### WORK INSTRUCTION
Set down the full listing below word for word; pictures stay out of the copy.

### INFORMATION
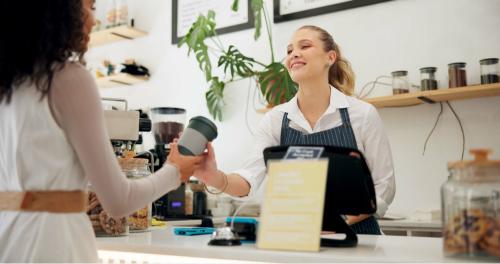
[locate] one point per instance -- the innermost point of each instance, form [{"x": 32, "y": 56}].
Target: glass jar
[
  {"x": 135, "y": 168},
  {"x": 489, "y": 70},
  {"x": 428, "y": 78},
  {"x": 102, "y": 223},
  {"x": 400, "y": 83},
  {"x": 456, "y": 74},
  {"x": 471, "y": 207}
]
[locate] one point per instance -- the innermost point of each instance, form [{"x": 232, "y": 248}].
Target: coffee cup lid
[{"x": 204, "y": 125}]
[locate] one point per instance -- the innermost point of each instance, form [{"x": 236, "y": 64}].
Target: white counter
[
  {"x": 163, "y": 243},
  {"x": 412, "y": 227}
]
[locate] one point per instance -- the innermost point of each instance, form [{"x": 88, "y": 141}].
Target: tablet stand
[{"x": 341, "y": 227}]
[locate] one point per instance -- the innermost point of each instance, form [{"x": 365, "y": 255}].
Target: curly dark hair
[{"x": 37, "y": 37}]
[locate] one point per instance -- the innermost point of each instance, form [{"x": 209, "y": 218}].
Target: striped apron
[{"x": 341, "y": 136}]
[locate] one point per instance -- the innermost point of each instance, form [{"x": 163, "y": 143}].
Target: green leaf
[
  {"x": 257, "y": 7},
  {"x": 237, "y": 63},
  {"x": 214, "y": 97},
  {"x": 276, "y": 84},
  {"x": 200, "y": 30},
  {"x": 235, "y": 6}
]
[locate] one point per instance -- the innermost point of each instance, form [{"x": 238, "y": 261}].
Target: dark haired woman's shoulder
[{"x": 72, "y": 72}]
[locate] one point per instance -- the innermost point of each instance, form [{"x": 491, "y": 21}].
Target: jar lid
[
  {"x": 457, "y": 64},
  {"x": 480, "y": 160},
  {"x": 488, "y": 61},
  {"x": 132, "y": 162},
  {"x": 428, "y": 70},
  {"x": 399, "y": 73}
]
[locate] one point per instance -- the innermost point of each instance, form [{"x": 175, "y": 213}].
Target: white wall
[{"x": 377, "y": 39}]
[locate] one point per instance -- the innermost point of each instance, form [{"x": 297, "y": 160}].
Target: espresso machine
[
  {"x": 168, "y": 124},
  {"x": 124, "y": 126}
]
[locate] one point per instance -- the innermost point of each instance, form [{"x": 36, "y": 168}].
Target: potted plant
[{"x": 273, "y": 79}]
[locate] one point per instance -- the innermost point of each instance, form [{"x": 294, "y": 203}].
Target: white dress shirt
[{"x": 368, "y": 129}]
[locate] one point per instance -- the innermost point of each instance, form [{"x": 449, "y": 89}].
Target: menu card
[{"x": 292, "y": 212}]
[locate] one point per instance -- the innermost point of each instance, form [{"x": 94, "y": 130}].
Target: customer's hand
[
  {"x": 207, "y": 172},
  {"x": 186, "y": 164}
]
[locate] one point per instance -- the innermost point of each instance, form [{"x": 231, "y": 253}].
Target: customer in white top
[
  {"x": 323, "y": 101},
  {"x": 53, "y": 138}
]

### FINISHED TASK
[locate] one point per instance -- the innermost point of each instance, form [{"x": 32, "y": 56}].
Target: glass jar
[
  {"x": 135, "y": 168},
  {"x": 489, "y": 70},
  {"x": 428, "y": 78},
  {"x": 102, "y": 223},
  {"x": 400, "y": 83},
  {"x": 456, "y": 74},
  {"x": 471, "y": 207}
]
[locate] one point per instance -- the innermost point of each instance, form [{"x": 232, "y": 248}].
Target: coffee cup lid
[{"x": 204, "y": 125}]
[locate] one point per instance -- the innermost point of each instance, form [{"x": 236, "y": 64}].
Target: white counter
[
  {"x": 163, "y": 243},
  {"x": 412, "y": 227}
]
[locate] one point per instance -- the innermost point of each instance, form [{"x": 88, "y": 141}].
Target: tablet stand
[{"x": 341, "y": 227}]
[locate] one point per instance -- the innermost point of each instance, form [{"x": 365, "y": 255}].
Target: curly dark hair
[{"x": 37, "y": 37}]
[locate] one point per instance -- the innermost point of each instance, form [{"x": 209, "y": 218}].
Target: striped apron
[{"x": 341, "y": 136}]
[locate] one point per instance -- the innermost point of each instance, form [{"x": 163, "y": 143}].
Target: green leaf
[
  {"x": 257, "y": 7},
  {"x": 237, "y": 63},
  {"x": 214, "y": 97},
  {"x": 276, "y": 84},
  {"x": 200, "y": 30},
  {"x": 235, "y": 6}
]
[locate] one point per instance -- the innermost point of each instance, form [{"x": 238, "y": 261}].
Target: dark haired woman's shoulder
[{"x": 72, "y": 72}]
[locate] one point per instance -- the innermost point of each instance, form [{"x": 491, "y": 21}].
Target: jar lid
[
  {"x": 457, "y": 64},
  {"x": 480, "y": 160},
  {"x": 488, "y": 61},
  {"x": 132, "y": 162},
  {"x": 428, "y": 70},
  {"x": 399, "y": 73}
]
[locate] one point per instance -- the innermost point of each instance, form [{"x": 175, "y": 213}].
Target: white wall
[{"x": 377, "y": 39}]
[locate] one point per instance -- the innermost point of each instance, form [{"x": 297, "y": 160}].
Target: espresso machine
[
  {"x": 168, "y": 124},
  {"x": 124, "y": 126}
]
[locate] one point per instance -- the innermost point of each instance, form [{"x": 36, "y": 168}].
Target: potted plant
[{"x": 273, "y": 79}]
[locate] one point per instance -- the innermost point of each instance, form [{"x": 294, "y": 203}].
Target: white dress shirt
[{"x": 368, "y": 129}]
[locate] one point per instance -- the innermost point of each instance, form [{"x": 449, "y": 89}].
Target: menu card
[{"x": 292, "y": 212}]
[locate] one point per instance -- the innermost point of each instance, form [{"x": 94, "y": 130}].
Target: customer's hand
[
  {"x": 207, "y": 172},
  {"x": 186, "y": 164}
]
[locate] one point per instance -- the innermost point of each instance, form [{"x": 231, "y": 253}].
Target: customer in white top
[
  {"x": 323, "y": 101},
  {"x": 53, "y": 138}
]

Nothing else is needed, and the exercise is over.